Required work: Set down the line that contains "task: segment the woman's teeth" and every line after it to the end of the entries, exactly as they stand and nothing more.

Record excerpts:

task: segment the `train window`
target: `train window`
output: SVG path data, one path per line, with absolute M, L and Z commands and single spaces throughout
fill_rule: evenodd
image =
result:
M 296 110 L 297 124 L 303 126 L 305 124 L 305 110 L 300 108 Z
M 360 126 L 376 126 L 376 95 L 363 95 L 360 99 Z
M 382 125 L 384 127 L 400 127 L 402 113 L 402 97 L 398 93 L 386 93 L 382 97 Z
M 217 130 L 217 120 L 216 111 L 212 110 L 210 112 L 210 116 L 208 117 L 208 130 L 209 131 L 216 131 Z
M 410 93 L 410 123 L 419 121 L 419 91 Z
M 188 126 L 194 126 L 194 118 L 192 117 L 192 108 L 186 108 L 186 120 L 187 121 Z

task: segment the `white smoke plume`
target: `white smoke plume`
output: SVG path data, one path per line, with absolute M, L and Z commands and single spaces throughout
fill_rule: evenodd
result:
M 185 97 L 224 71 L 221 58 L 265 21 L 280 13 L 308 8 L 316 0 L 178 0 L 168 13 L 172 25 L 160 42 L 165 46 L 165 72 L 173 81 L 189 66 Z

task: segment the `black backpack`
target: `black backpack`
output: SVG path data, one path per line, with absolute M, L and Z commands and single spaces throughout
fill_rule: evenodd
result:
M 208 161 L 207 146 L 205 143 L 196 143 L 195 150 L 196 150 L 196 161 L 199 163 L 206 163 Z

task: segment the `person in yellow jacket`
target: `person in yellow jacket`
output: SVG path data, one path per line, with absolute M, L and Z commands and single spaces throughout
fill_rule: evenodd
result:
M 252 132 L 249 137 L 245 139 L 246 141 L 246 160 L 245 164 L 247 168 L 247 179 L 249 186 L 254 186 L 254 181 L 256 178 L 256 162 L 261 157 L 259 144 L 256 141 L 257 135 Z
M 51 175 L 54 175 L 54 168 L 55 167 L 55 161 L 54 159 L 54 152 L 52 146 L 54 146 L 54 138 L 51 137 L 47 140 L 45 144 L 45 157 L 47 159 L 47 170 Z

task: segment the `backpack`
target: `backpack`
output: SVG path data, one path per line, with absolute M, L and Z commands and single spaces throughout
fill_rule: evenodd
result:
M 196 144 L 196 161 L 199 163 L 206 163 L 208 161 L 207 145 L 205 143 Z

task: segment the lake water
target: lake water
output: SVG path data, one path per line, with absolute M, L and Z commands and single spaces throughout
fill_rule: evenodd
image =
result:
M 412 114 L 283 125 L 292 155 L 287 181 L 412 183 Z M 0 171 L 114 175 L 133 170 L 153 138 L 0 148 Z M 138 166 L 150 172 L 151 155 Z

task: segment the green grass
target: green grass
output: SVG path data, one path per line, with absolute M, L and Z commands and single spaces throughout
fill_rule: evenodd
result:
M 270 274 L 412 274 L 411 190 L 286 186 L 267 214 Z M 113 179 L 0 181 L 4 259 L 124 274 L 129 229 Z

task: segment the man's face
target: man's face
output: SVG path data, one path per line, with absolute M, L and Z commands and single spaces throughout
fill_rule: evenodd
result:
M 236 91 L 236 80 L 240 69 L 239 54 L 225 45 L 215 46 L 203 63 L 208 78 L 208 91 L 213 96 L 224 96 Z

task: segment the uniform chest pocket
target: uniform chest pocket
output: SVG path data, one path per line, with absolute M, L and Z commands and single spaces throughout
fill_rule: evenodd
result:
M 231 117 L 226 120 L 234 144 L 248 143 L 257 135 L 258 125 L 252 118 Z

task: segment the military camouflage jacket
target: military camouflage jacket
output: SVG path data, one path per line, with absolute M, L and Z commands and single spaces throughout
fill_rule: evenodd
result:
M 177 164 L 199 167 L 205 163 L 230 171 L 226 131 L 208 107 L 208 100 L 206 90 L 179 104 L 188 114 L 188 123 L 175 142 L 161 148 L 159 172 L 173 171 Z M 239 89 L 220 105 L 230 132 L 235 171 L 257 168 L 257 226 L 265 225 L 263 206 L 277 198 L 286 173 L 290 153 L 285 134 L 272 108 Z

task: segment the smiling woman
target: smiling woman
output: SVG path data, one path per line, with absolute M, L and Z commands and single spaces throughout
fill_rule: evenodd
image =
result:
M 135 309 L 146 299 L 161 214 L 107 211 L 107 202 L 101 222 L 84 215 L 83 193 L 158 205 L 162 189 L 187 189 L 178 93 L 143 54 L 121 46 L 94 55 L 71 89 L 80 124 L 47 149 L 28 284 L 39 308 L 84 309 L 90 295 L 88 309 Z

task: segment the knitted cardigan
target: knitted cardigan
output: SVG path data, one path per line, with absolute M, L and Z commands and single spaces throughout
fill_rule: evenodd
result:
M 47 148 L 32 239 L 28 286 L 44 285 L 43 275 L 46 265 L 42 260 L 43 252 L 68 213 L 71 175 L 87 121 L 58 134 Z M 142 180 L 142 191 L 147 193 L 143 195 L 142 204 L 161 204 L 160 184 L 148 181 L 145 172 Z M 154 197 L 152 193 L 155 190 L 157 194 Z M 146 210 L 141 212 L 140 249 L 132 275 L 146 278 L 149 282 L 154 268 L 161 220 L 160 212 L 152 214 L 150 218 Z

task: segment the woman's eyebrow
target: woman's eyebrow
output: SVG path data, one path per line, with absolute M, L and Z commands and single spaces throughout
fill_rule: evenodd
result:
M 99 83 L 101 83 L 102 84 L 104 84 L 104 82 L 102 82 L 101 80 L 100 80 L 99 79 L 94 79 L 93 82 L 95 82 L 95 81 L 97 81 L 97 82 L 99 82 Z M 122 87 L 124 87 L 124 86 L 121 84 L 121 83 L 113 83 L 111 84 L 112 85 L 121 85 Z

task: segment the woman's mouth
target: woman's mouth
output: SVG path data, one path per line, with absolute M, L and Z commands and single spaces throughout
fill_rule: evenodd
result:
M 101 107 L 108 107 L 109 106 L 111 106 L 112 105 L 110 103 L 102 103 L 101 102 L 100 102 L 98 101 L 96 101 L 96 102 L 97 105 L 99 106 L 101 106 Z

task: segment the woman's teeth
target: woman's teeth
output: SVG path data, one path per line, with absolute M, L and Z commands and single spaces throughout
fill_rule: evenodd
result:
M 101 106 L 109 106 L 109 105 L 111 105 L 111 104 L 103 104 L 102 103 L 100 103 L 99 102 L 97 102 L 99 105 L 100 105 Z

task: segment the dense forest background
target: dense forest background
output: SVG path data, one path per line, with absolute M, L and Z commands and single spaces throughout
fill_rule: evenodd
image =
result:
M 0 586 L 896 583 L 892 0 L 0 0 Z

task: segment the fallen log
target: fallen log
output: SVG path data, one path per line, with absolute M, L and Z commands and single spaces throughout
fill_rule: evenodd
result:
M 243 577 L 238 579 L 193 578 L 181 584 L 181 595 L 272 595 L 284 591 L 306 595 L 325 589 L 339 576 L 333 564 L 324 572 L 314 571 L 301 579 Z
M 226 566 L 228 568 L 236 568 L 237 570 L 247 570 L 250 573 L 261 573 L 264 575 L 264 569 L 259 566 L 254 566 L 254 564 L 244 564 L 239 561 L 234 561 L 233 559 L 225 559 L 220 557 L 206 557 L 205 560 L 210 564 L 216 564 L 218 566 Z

Solution:
task: segment the woman's teeth
target: woman's teeth
output: SVG path data, one path per line, with absolute M, L and Z commands and single spaces throughout
fill_rule: evenodd
result:
M 101 106 L 109 106 L 109 105 L 111 105 L 111 104 L 103 104 L 102 103 L 100 103 L 99 102 L 97 102 L 99 105 L 100 105 Z

task: segment the dense forest background
target: dense forest background
output: SVG path data, one path per line, with absolute M, L and Z commands and single spaces throughout
fill_rule: evenodd
image =
result:
M 0 586 L 896 583 L 892 0 L 0 0 Z

task: segment the fallen log
target: fallen log
output: SVG path data, one path per line, with absolute M, L and Z commands and single spaces throughout
fill_rule: evenodd
result:
M 243 577 L 238 579 L 193 578 L 181 584 L 181 595 L 272 595 L 284 591 L 306 595 L 325 589 L 339 576 L 333 564 L 324 572 L 314 571 L 301 579 Z
M 226 566 L 228 568 L 236 568 L 237 570 L 247 570 L 250 573 L 261 573 L 264 575 L 264 569 L 259 566 L 254 566 L 254 564 L 244 564 L 239 561 L 234 561 L 233 559 L 225 559 L 220 557 L 206 557 L 205 560 L 210 564 L 216 564 L 218 566 Z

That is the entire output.